What needs to be done
When the line containing "Objective — for every instance of the dark" is reached, begin reproducing lines exactly and continue through the last line of the records below.

Supplied records
·····

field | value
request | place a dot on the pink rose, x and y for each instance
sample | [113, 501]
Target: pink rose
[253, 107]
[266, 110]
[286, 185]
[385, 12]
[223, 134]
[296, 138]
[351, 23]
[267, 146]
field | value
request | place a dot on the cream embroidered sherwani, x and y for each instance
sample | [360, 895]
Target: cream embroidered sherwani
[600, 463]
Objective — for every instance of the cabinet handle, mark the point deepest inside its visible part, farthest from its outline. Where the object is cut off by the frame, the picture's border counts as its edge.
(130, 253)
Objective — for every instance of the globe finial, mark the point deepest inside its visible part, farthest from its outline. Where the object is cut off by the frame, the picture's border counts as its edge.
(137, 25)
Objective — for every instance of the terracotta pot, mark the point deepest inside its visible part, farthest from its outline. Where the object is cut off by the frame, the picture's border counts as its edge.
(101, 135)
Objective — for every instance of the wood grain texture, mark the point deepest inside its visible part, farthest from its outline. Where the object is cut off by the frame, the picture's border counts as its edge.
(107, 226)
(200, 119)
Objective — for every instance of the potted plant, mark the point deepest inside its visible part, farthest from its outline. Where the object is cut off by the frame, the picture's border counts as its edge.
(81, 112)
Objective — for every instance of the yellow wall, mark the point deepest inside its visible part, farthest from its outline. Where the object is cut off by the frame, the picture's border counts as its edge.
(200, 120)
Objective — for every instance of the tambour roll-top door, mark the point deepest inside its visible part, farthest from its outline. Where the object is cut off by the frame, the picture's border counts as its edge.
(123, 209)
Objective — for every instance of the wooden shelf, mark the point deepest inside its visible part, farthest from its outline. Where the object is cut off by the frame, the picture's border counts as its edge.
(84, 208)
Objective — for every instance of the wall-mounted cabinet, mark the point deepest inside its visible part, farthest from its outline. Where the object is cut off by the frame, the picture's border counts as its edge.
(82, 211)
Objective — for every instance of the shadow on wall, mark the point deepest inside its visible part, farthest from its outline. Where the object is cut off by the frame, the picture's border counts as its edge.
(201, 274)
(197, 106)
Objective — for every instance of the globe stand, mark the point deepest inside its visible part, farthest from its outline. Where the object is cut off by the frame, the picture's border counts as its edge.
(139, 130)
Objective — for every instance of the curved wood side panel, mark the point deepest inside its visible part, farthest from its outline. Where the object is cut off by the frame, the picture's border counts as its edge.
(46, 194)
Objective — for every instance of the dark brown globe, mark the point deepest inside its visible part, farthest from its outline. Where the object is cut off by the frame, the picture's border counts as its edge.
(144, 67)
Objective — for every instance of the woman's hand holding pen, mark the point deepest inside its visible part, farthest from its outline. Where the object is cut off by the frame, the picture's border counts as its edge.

·····

Answer for this exercise
Objective — for every instance of the dark brown globe, mark the point deepest inside its visible part, farthest from its outline. Where the object is cut off by the frame, the picture's border counts as its edge.
(144, 67)
Objective — for every instance of the woman's hand holding pen, mark the point deepest inside its visible part, farthest from its outline. Where the object is cut off by the frame, the picture's border counts as its edge.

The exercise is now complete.